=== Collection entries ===

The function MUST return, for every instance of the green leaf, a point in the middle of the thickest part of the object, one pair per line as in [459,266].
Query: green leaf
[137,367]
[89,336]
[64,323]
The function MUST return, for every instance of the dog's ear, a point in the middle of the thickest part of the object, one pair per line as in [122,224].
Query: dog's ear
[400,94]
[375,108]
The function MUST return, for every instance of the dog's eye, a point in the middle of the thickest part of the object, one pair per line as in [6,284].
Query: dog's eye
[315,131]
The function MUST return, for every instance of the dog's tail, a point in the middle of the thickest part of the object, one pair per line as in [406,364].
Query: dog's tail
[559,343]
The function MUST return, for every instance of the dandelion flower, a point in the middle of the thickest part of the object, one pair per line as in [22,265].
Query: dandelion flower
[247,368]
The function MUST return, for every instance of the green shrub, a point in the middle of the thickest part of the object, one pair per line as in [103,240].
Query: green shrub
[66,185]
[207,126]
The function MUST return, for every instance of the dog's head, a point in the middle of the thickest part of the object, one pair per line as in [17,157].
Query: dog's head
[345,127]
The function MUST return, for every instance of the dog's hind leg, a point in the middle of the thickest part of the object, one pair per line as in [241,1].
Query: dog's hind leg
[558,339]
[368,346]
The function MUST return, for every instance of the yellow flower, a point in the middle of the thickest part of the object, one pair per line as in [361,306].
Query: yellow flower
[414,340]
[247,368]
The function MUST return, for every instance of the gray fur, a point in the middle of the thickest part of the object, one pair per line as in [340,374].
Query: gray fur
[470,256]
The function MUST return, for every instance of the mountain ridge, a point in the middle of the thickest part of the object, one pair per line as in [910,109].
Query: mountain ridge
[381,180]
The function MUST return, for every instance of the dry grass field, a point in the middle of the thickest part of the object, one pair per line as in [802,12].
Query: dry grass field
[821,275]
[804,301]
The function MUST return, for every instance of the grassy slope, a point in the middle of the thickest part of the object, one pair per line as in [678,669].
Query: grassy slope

=== PROBLEM DETAILS ===
Only the lines from the one that contains "The function MUST return, for every instance of the grassy" to the end of the data should be output, exactly as they appear.

=== WRITTEN ANSWER ===
The function MUST return, for every instance of the grassy slope, a point in the middle of the thickest part of the object, one pair per line as in [678,669].
Query: grassy slope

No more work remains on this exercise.